O tabuleiro eleitoral, a defesa de programas e a candidatura própria do PSOL
Leandro Fontes escreve sobre os impasses no terreno eleitoral e a necessidade da esquerda socialista apresentar um programa anticapitalista nas eleições.
A desidratação de Bolsonaro, exposta pelas pesquisas de opinião, dão o combustível necessário para que frações da burguesia comecem a definir suas peças no tabuleiro eleitoral. Até aqui a tônica estabelecida é o da polarização entre Lula e Bolsonaro, tendo nomes sendo testados para ocupar a vaga ociosa da chamada “terceira via”. Claro, existe o caso de Ciro Gomes, que não é em si um teste. Isso porque Ciro deve concorrer sim ou sim, mesmo tendo sua candidatura esvaziada tanto à esquerda quanto à direita.
Isto ocorre porque Ciro, sem força nas estruturas da classe trabalhadora e sem apoio de grandes capitalistas, propõe um programa “nacional-desenvolvimentista” aliado a frações da burguesia brasileira. Acontece que Lula, sem fazer força, ocupa naturalmente o lugar almejado por Ciro, mesmo que os projetos contenham diferenças, a essência do programa é a mesma.
Todavia, Ciro não perde terreno apenas por conta de Lula. Isso porque, a fração reacionária das elites segue com Bolsonaro e a burguesia liberal não nutre confiança no “coroné” de Sobral. Não é à toa que logo após a derrota de Trump nos EUA, a palavra de ordem nos canais de opinião da burguesia foi: “a procura do Biden brasileiro”. Isto é, um nome liberal, puro-sangue de preferência, que possa canalizar o eleitorado crítico a extrema-direita bolsonarista e, ao mesmo tempo, que seja a negação da esquerda ou centro-esquerda, em especial dos governos sociais-liberais de Lula e Dilma.
De tal maneira, nomes foram sendo testados no decorrer do último ano, desde dissidentes do governo Bolsonaro, como Moro e Mandetta (já descartados), passando pela tentativa de emplacar o nome de Luciano Huck como uma espécie de um novo “outsider” e ainda por figuras como Dória e Eduardo Leite. A rigor, os nomes testados reúnem em seu perfil pontos comuns: não são taxados como representantes da velha política, apoiaram a Lava Jato, votaram em Bolsonaro (pelo menos) no segundo turno, apóiam as pautas privatistas e contam previamente com o endosso do Grupo Globo.
Tudo indica que desse balaio de lebres, como resolução das prévias tucanas, saia o nome de Eduardo Leite como candidato oficial da “terceira via”. Quer dizer, representante da direita liberal que se autodenomina de “centro”. Mas, quem é Eduardo Leite? É um jovem governador do Rio Grande do Sul do PSDB, que iniciou sua carreira política em Pelotas, apoiou Bolsonaro em 2018 e aplicou a reforma da previdência em seu Estado. Porém, Leite, com muitos holofotes midiáticos, se apresenta como um político de roupagem moderna e democrática. Além disso, mostrou coragem – mencionando o nome de Obama – ao assumir sua homossexualidade em rede nacional no programa “Conversa com Bial” da TV Globo. Isto é, Eduardo Leite não passa de uma nova embalagem da velha direita brasileira, neoliberal, entreguista e anti-povo.

[Entradas salvas]
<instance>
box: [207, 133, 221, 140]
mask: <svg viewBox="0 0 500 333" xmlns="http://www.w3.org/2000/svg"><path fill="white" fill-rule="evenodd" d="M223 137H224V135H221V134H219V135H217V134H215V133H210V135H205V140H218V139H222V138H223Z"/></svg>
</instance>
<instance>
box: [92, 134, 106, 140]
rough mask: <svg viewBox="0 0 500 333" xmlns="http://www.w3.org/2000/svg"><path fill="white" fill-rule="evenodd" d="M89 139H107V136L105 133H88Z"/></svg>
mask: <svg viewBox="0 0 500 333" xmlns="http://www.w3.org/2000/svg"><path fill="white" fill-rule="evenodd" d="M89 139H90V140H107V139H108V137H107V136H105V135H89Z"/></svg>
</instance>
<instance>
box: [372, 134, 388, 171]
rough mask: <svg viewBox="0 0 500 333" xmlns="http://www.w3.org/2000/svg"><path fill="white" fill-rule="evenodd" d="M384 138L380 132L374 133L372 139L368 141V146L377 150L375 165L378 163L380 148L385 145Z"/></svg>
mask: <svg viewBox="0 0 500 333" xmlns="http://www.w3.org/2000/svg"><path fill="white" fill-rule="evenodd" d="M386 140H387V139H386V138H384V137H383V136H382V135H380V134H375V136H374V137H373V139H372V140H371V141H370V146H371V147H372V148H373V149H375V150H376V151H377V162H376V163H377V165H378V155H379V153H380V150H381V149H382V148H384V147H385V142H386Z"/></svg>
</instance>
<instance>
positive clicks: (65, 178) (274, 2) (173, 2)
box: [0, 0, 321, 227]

EXERCÍCIOS PROPOSTOS
**a.** De acordo com o texto sobre o tabuleiro eleitoral, em que cidade Eduardo Leite iniciou sua carreira política?
**b.** Conte quantas linhas da listagem contêm a palavra "rough", diferenciando maiúsculas de minúsculas. Responda somente com o número.

RESULTADOS
**a.** Em Pelotas.

**b.** 2